GIVEN RECORDS:
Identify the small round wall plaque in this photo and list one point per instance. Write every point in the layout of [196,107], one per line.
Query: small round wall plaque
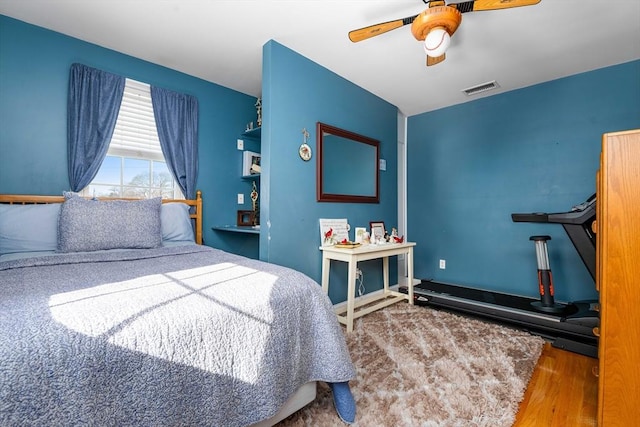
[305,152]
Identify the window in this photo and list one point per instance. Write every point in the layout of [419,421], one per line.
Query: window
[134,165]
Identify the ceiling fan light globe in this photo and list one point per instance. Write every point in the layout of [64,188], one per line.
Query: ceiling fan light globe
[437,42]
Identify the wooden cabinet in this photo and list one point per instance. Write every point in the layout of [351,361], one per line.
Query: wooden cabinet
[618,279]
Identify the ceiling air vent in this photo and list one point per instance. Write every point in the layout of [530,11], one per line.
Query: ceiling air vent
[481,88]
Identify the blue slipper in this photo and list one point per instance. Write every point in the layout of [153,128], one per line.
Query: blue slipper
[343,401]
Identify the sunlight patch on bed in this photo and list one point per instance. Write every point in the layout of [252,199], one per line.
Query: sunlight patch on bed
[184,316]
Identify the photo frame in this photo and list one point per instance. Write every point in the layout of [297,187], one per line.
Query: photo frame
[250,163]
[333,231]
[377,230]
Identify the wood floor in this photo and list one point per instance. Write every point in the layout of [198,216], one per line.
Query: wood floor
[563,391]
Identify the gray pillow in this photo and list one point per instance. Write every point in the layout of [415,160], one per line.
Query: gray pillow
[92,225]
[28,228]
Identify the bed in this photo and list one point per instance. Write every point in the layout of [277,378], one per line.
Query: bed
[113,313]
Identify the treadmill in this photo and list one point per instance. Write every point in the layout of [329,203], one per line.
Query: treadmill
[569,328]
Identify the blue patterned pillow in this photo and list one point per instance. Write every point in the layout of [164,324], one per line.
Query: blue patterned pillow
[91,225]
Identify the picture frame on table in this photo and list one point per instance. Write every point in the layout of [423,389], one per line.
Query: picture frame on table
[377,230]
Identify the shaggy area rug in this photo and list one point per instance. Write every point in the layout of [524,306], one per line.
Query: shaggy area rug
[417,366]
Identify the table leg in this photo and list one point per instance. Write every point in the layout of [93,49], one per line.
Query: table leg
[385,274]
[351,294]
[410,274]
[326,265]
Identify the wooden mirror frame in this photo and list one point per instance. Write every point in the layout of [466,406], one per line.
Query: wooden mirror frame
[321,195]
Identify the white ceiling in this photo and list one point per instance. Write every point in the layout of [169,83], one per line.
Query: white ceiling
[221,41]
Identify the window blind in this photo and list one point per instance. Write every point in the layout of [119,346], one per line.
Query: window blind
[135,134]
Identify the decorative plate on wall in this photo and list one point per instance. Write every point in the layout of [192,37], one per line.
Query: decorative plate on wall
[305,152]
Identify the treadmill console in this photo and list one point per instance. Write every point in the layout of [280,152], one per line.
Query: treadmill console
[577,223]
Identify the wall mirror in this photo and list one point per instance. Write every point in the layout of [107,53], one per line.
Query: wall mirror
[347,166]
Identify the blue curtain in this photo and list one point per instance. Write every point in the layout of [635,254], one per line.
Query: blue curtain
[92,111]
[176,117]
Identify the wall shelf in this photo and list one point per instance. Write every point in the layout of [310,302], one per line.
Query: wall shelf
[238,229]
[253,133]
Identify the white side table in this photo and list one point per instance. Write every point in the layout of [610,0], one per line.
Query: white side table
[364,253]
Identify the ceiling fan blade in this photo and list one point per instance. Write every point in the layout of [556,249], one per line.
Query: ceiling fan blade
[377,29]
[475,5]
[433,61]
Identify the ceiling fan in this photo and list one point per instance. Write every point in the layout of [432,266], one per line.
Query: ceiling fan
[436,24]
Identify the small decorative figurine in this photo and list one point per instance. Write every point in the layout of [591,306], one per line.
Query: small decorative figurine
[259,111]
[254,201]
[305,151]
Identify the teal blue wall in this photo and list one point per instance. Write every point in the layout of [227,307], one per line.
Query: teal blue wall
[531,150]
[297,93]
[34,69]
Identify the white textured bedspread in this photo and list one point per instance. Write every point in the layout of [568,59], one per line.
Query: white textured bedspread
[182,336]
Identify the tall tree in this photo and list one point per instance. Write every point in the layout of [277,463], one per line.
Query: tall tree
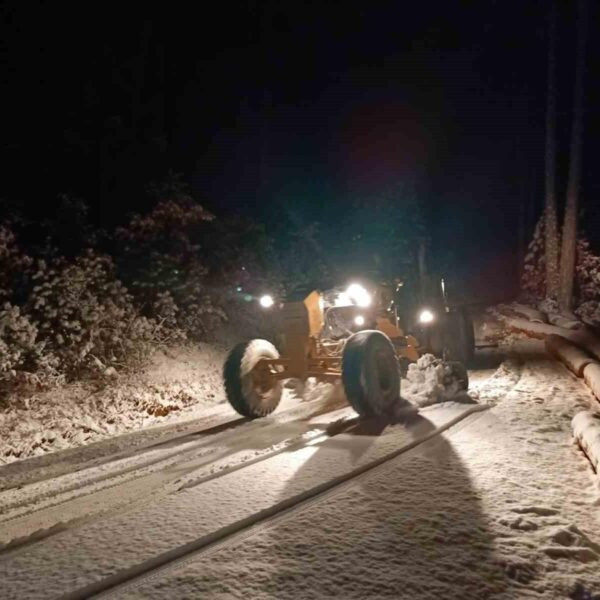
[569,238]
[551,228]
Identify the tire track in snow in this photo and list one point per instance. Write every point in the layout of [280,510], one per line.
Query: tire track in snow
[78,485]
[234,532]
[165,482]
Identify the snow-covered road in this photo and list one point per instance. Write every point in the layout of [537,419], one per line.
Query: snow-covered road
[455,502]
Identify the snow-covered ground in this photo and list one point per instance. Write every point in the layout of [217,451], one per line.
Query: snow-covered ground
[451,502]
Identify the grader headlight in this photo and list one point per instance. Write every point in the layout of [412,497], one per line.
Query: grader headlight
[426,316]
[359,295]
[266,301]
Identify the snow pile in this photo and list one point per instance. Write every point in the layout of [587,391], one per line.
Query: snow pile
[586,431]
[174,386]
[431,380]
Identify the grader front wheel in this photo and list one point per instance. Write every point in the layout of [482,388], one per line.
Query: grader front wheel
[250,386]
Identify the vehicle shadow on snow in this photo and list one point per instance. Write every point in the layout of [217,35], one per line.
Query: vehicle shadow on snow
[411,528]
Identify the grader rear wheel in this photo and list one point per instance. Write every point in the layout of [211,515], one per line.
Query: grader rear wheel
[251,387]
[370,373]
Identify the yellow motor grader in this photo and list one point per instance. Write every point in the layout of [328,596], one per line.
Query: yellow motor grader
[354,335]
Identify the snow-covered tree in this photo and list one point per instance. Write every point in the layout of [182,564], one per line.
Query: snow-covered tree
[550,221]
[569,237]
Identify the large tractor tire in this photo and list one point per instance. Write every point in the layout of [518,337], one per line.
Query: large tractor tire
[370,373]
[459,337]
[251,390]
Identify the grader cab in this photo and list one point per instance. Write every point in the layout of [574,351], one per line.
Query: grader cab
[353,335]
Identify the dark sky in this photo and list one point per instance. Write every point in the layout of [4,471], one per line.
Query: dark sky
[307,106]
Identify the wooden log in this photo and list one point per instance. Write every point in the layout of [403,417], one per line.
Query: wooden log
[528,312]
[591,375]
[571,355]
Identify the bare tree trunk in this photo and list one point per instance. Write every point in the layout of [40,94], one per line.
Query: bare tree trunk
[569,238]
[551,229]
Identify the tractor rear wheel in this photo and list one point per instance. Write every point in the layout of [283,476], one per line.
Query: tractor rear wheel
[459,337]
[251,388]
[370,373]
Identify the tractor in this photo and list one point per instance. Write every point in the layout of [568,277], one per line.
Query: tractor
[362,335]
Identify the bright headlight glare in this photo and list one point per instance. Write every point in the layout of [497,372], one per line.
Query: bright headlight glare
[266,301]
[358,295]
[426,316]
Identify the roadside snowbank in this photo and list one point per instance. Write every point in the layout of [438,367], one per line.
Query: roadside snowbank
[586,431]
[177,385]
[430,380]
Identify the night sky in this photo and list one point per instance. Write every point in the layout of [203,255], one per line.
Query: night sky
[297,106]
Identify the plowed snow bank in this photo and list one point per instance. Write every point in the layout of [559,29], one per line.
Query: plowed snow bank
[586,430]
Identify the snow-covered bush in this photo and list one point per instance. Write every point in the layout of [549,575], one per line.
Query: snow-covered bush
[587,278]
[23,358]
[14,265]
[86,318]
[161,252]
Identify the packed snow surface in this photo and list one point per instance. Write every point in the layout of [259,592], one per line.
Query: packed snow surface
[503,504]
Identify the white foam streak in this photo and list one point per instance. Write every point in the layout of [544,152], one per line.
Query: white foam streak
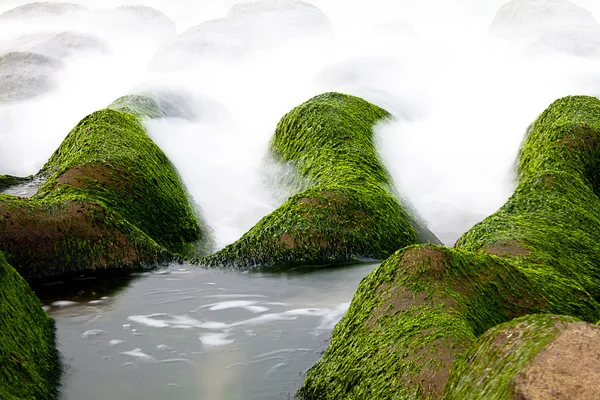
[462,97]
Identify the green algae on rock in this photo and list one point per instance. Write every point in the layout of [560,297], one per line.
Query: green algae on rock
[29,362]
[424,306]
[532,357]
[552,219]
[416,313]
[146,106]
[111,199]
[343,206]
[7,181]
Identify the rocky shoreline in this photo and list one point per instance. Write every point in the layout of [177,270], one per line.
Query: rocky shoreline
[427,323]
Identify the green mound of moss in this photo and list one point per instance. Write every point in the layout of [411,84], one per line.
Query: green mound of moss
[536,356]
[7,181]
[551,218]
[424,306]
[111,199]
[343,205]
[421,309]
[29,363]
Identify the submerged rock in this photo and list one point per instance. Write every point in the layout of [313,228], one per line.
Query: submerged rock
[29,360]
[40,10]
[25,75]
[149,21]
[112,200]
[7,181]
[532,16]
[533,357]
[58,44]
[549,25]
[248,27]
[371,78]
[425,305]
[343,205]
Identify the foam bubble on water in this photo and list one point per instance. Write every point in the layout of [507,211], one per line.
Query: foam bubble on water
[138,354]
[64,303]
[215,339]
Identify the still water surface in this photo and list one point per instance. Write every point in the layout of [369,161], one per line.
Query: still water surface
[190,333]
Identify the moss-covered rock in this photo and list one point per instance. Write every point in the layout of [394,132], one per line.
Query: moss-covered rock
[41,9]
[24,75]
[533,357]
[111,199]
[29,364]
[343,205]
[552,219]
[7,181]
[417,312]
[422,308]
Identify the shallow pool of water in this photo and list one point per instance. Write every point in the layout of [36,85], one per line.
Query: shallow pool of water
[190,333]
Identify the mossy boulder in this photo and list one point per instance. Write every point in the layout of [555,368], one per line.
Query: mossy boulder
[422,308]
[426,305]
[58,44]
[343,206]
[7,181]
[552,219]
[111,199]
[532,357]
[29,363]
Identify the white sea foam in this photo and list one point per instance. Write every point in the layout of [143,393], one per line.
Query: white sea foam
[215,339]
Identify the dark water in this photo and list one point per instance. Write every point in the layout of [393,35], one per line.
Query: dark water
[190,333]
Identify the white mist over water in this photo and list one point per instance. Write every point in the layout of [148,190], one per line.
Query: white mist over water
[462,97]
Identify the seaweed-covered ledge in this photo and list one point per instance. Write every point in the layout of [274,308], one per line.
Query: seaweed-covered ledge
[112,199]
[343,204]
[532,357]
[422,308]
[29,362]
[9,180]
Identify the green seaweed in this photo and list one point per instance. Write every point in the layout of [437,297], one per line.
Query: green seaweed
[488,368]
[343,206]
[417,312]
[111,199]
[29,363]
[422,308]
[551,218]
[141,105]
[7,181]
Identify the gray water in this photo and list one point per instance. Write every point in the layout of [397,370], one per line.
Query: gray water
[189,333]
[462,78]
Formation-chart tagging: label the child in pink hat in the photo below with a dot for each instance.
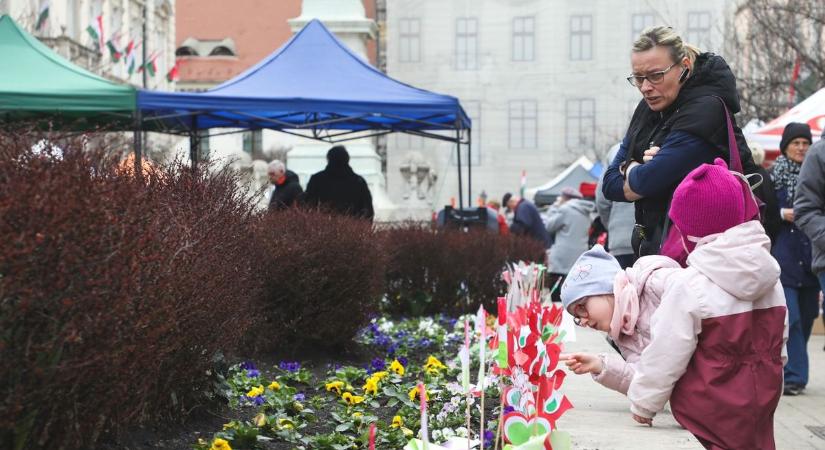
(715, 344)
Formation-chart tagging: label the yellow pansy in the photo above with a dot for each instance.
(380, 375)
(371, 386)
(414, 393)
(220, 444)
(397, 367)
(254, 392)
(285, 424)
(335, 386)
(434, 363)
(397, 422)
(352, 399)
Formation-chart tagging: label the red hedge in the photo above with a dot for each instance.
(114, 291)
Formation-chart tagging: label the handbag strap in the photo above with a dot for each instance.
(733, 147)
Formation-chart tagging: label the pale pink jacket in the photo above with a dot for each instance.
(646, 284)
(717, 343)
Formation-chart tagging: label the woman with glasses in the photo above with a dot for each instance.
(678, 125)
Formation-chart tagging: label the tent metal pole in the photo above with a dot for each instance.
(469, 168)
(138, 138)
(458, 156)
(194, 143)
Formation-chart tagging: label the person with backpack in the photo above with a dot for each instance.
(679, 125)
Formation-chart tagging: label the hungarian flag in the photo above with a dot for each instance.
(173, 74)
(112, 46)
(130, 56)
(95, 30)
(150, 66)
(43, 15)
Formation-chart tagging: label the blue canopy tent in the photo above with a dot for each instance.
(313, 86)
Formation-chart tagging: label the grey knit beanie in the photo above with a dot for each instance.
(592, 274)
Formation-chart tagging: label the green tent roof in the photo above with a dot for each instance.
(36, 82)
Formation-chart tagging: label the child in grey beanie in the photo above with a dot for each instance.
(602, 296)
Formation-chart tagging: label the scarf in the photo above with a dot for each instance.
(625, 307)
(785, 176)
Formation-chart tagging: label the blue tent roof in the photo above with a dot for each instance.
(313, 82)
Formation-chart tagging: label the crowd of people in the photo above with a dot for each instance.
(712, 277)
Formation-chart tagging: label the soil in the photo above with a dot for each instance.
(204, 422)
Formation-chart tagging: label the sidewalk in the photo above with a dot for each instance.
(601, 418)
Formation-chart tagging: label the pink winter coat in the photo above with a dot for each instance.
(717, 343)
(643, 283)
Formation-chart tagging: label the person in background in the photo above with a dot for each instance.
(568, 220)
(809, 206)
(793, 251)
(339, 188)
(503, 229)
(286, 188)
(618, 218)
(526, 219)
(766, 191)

PROBLEM DESCRIPTION:
Look above for the line with "Query: tall tree" and copy exactly from it through the line with "Identify the snow-covered ground", both included. Omit the pictures.

REPLY:
Query: tall tree
[569,238]
[551,228]
Identify the tire track in snow in this photo and list one point per instance. Write every point in the layout of [280,510], one per line.
Query: tire track in snow
[78,485]
[234,532]
[165,482]
Identify the snow-covered road in this photo and list one point per instance. Write every point in the layout of [537,419], one per line.
Query: snow-covered road
[455,502]
Identify the snow-covered ground in this photo and list one point per instance. Write every point in the layout of [217,451], one per line.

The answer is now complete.